━━ STORED RECORDS

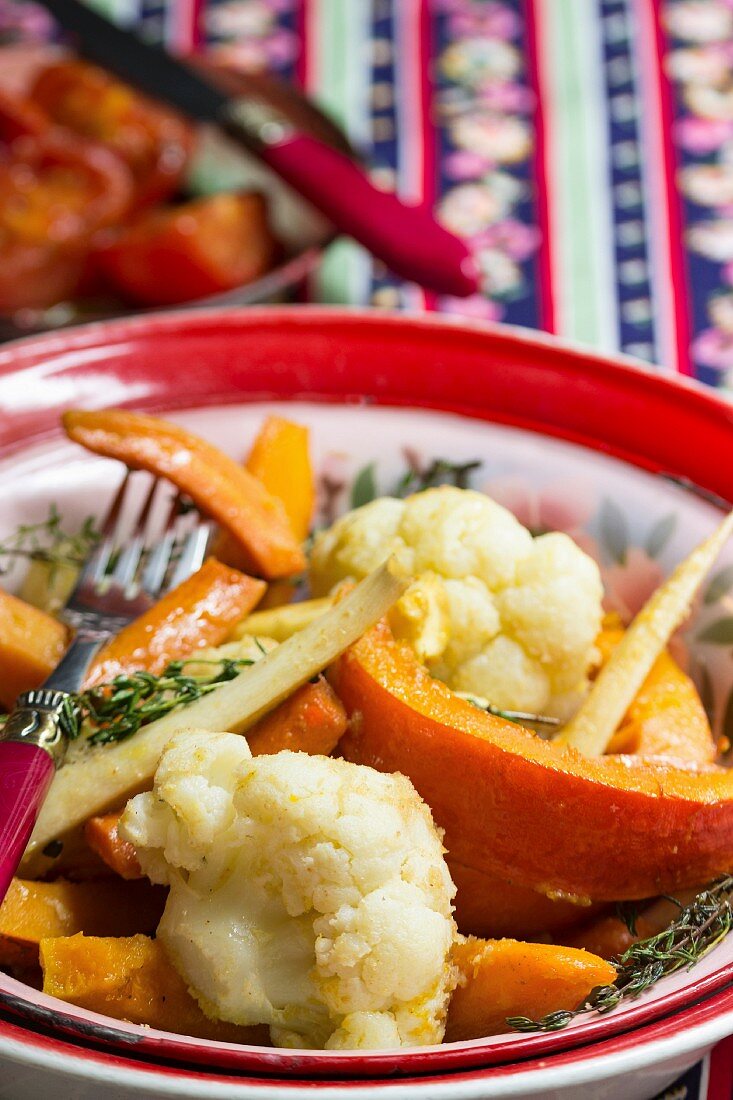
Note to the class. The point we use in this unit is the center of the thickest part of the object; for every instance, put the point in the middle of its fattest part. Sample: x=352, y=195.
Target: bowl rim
x=686, y=1032
x=54, y=355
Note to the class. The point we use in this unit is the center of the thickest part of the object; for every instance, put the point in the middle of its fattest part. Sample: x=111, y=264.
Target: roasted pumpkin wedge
x=533, y=812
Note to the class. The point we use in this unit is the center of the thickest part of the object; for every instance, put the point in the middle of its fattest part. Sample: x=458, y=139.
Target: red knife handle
x=405, y=237
x=25, y=774
x=32, y=744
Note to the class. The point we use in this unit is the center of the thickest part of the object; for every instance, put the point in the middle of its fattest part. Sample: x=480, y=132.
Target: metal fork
x=119, y=580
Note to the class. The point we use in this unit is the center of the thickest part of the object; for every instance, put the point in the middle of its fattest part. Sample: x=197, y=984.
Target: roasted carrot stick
x=310, y=721
x=31, y=646
x=102, y=836
x=280, y=459
x=501, y=978
x=218, y=486
x=196, y=614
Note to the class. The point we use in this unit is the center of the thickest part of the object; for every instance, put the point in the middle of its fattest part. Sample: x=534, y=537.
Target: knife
x=405, y=237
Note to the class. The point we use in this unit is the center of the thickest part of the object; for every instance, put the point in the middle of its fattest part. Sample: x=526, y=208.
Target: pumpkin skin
x=533, y=812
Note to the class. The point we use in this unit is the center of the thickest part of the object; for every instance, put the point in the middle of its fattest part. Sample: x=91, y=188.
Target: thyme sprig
x=439, y=472
x=700, y=926
x=48, y=541
x=113, y=711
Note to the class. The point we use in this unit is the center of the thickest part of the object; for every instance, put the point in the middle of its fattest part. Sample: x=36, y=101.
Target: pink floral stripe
x=303, y=62
x=425, y=62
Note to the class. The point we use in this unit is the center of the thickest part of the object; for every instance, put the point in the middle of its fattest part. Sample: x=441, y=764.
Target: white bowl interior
x=636, y=524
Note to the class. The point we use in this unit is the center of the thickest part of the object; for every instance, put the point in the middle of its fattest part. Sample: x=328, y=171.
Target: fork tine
x=193, y=553
x=95, y=565
x=159, y=558
x=129, y=559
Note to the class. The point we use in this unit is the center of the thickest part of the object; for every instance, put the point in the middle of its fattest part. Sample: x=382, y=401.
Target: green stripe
x=578, y=185
x=343, y=74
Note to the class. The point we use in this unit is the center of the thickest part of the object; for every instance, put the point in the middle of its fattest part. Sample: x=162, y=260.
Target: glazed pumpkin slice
x=217, y=485
x=131, y=979
x=533, y=812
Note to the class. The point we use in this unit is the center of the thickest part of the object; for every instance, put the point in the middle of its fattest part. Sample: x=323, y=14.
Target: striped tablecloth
x=584, y=146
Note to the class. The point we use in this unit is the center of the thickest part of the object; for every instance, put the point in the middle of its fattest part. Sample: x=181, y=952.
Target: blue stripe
x=632, y=257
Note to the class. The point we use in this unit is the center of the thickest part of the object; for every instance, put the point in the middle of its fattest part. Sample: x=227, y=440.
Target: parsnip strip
x=614, y=690
x=280, y=623
x=107, y=776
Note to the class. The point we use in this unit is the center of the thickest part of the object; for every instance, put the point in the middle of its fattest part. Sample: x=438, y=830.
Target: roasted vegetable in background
x=201, y=248
x=150, y=139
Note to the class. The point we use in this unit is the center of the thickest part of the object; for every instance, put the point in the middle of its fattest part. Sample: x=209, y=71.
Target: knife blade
x=405, y=237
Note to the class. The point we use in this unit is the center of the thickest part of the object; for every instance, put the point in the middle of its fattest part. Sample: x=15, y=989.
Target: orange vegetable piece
x=200, y=612
x=667, y=717
x=505, y=978
x=218, y=486
x=34, y=911
x=488, y=905
x=609, y=936
x=281, y=460
x=31, y=646
x=312, y=721
x=131, y=979
x=102, y=836
x=533, y=812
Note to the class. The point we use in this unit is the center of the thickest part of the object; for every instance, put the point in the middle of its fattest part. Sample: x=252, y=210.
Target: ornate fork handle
x=32, y=746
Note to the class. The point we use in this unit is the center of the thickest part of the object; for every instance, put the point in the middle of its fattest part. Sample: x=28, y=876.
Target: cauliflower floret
x=307, y=893
x=493, y=612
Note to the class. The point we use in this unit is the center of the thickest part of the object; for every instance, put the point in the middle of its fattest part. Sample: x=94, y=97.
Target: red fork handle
x=32, y=745
x=404, y=235
x=25, y=774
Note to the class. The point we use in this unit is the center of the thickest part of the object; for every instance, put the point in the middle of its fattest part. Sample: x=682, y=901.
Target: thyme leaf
x=700, y=926
x=439, y=472
x=48, y=541
x=115, y=711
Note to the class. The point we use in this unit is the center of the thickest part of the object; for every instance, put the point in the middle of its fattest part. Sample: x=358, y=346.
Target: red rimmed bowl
x=628, y=461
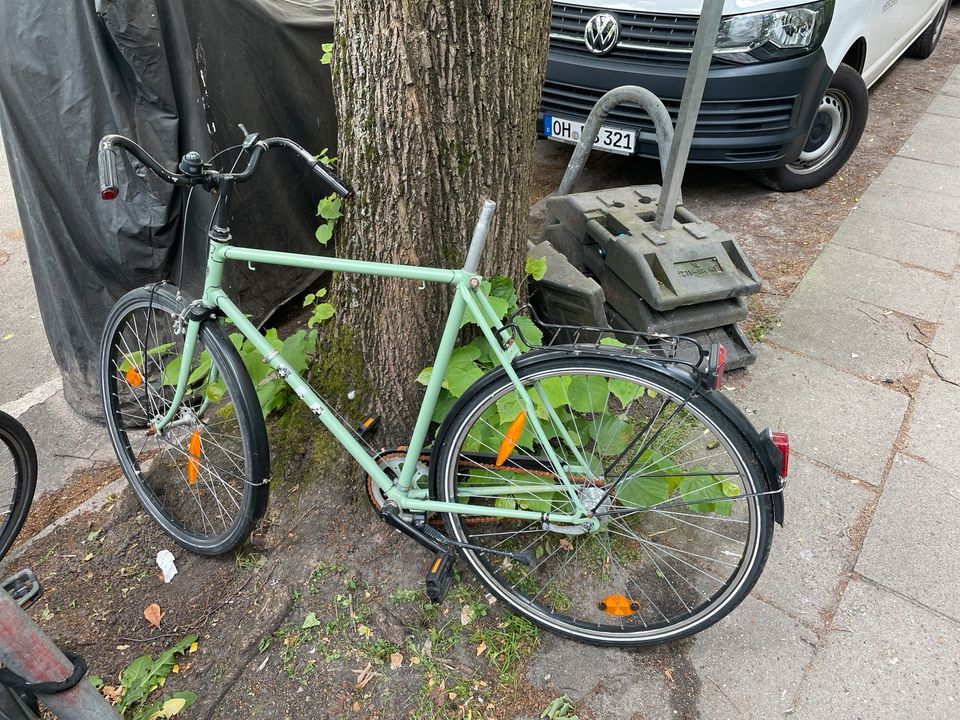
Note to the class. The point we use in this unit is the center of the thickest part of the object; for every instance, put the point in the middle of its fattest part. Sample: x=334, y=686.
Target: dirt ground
x=323, y=614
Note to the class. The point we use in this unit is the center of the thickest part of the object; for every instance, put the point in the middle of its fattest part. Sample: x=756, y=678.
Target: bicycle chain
x=468, y=519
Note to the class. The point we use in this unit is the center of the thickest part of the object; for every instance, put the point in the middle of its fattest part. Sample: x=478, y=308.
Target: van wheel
x=924, y=45
x=833, y=137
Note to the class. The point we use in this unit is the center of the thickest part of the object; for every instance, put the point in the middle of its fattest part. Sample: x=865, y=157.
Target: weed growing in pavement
x=140, y=678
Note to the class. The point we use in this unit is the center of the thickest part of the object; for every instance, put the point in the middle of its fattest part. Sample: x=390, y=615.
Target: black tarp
x=175, y=75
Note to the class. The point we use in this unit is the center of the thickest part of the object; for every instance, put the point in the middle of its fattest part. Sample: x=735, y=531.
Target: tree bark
x=437, y=104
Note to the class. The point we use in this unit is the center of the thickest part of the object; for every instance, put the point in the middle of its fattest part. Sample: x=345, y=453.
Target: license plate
x=610, y=139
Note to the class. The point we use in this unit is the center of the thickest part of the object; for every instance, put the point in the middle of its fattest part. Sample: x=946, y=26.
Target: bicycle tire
x=18, y=705
x=18, y=479
x=203, y=482
x=649, y=575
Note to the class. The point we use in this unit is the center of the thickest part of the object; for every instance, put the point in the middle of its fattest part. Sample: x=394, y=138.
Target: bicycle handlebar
x=109, y=184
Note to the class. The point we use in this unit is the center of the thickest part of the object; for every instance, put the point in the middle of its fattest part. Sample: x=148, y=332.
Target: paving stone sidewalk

━━━━

— PROBLEM DETAILS —
Copy all of the data above word for word, but leave the pictures out of your answer.

— RESULT FOR THIS EXERCISE —
Note to the class. The point we use in this unit is the center of the thickest part of the object; for every instance, put the point in the middle of its fattest part. Sample: x=352, y=195.
Target: bowl rim
x=686, y=1032
x=54, y=355
Note to the class. The point we use in this unit is the center of the thickest part of the object; for every instance, put the point in the middle of its fattest part. Sample: x=111, y=264.
Target: roasted pumpkin wedge
x=533, y=812
Note to the class. The point we use in this unit is the center of the thickest part of the object; for every instance, put the point in the middle of its fattest part. Sample: x=458, y=139.
Target: red knife handle
x=405, y=237
x=25, y=774
x=32, y=744
Note to the class. The point we use in this unit is the center of the thickest part of the object; for every instance, put the point in the middle of its fattest part. Sample: x=480, y=132.
Target: metal fork
x=119, y=580
Note to the class. The point we use in this unit is the center of the thickest part of the object; for every instance, put the point in the middle of its fattest part. Sample: x=197, y=984.
Target: roasted carrot stick
x=310, y=721
x=31, y=646
x=102, y=836
x=280, y=459
x=501, y=978
x=218, y=486
x=196, y=614
Note to the class. The point we use in this unit is the center of the thickest part of the object; for every instance, put the point in the middle of its fattest part. Sample: x=534, y=537.
Target: knife
x=405, y=237
Note to the class. The point we use in this unit is the center of the thickest part of the object; for every instance, put the point in the middle of its fattest part. Sample: x=526, y=208.
Target: pumpkin skin
x=533, y=812
Note to the class. The point we use in this unit is the center of the thickest part of the object; for every instance, put the point in the middle of its fattest part. Sample: x=91, y=188.
Target: thyme sprig
x=439, y=472
x=700, y=926
x=48, y=541
x=113, y=711
Note to the class. The point we use in this unit is the center of the thickest part of the object; for every instance, put the point in the middle of its fattest part. Sample: x=36, y=101.
Target: pink floral stripe
x=303, y=62
x=425, y=62
Note to the class. The point we use in this unit is the center of the thickest part of the object; for every instance, put the point in the middle of its fattest part. Sample: x=441, y=764.
Target: white bowl interior
x=636, y=524
Note to the class. The point we use in this unit is the center of the thickest part of the object; for every instance, put the point in the middle of its fattest part. Sample: x=328, y=171.
Target: fork tine
x=193, y=553
x=95, y=565
x=159, y=558
x=129, y=559
Note to the class. The point we use in this unit is the center of the thickest part of the object; for every instance, put the point in the middle of its fattest part. Sample: x=382, y=401.
Target: green stripe
x=578, y=185
x=343, y=74
Note to the class. The point we use in this unit is the center of the thickest part of the object; for every instance, put the point in the middle of its fattest part. Sample: x=162, y=260.
Target: glazed pumpkin slice
x=217, y=485
x=131, y=979
x=533, y=812
Note to the class. The point we use in this unit is the center of the thickest part of the object; for every instance, put the point in the middle of its fattest part. Sample: x=323, y=14.
Target: striped tablecloth
x=584, y=146
Note to the class. The point we use in this unit is the center of the thickest part of the object; for every instance, put the point in the middle of its fattest part. Sample: x=181, y=952.
Target: blue stripe
x=632, y=257
Note to the class. The point we use in this unit is the center of the thickest part of the object; for every instance, put the point in the middle of its fattest part. Sample: x=227, y=440.
Target: parsnip strip
x=614, y=690
x=280, y=623
x=107, y=776
Note to the class. The point we use in this unit is the center of the thickest part of the object; for every instance, put the point in the middle of its fattest part. Sample: x=438, y=830.
Target: roasted vegetable in background
x=201, y=248
x=150, y=139
Note to the class. The point we use in this unit is the center of the thickest part of the object; for every instance, put the point in the middle of its fattest part. Sample: x=209, y=71.
Target: knife blade
x=405, y=237
Note to the class. The point we use in this unit is the center of the thickest part of the object; for every instance, put the point in the middle of its fattest part. Sample: x=15, y=989.
Target: orange vegetable piece
x=200, y=612
x=667, y=717
x=505, y=978
x=218, y=486
x=34, y=911
x=488, y=905
x=609, y=936
x=281, y=460
x=31, y=646
x=312, y=721
x=131, y=979
x=102, y=836
x=533, y=812
Note to the class. The point we use in this unit is the center of the thickest part of the object; for every instance, put the point in the middle of its fattest part. Sample: x=252, y=210.
Target: ornate fork handle
x=32, y=746
Note to the class. The point we use in this unit is the center of the thickest part of the object; for every instance, put the point in the middle of its fattest part. Sample: x=28, y=876.
Target: cauliflower floret
x=307, y=893
x=493, y=612
Note to the class. The point we use in this unit is the center of the thickest part of the object; for every instance, put the point in the middle of its fattest part. Sample: x=94, y=97.
Target: red fork handle
x=32, y=745
x=404, y=235
x=25, y=774
Note to the class. The point we use in this unit is the center of the thickest part of the object; for every instance, put the point in the middle of its fattest part. Sample: x=682, y=901.
Target: thyme leaf
x=700, y=926
x=439, y=472
x=48, y=541
x=115, y=711
Note to the class. The point we use in this unit is the center of the thickest part of the object; for every instance, put the point in the middle of its fattest part. Sample: x=358, y=346.
Target: red rimmed bowl
x=628, y=461
Note to the class. The point we use in this unit is the center of the thickest part of the object; for every instance, put the point in the middle of its fattest part. Sample: x=334, y=686.
Target: dirt ground
x=323, y=614
Note to the class. The point we use in this unit is the center of the thickest part of the object; for every instance, put the point in the middle of its fattest part. Sample: x=756, y=678.
Target: bicycle chain
x=468, y=519
Note to the class. The point we use in this unit is the center of the thickest part of the object; for every instance, put the point in the middle of its fattest part. Sample: x=478, y=308.
Target: van wheel
x=924, y=45
x=833, y=137
Note to the class. The point we use in this unit is the center of the thickest part of the object; for every instance, put the point in the middle of its fattest part. Sample: x=865, y=157.
Target: weed growing in pavement
x=140, y=678
Note to the class. The point we use in this unit is the center of the thickest part of the object; for every instance, put the point in the middle of its fattest part. Sample: x=390, y=615.
Target: black tarp
x=175, y=75
Note to the class. The point we use in this unit is the center of the thickest part of the object; for every instance, put the point in the middle of its fattest part. Sample: x=735, y=531.
Target: tree bark
x=437, y=104
Note to the class. The point we use in this unit is the center of the thickest part of the object; for every instance, put the point in the middle of its fattest part. Sample: x=345, y=453.
Target: license plate
x=610, y=139
Note to the class. The point we use in this unit is the center of the thickest part of the object; for every instance, put the point in the middle of its fattest part. Sample: x=946, y=26.
Target: bicycle tire
x=18, y=705
x=18, y=479
x=203, y=482
x=649, y=575
Note to the class. The point we use in this unit is the center of the thickest part of the object; for every instance, put the point in the middle of its fattest part. Sample: x=394, y=138.
Target: bicycle handlebar
x=109, y=184
Note to the class. The point we use in this unit is the center of the thickest part of the object; for every instance, put the point in the middle of its fattest part. Sample: x=148, y=332.
Target: paving stone sidewalk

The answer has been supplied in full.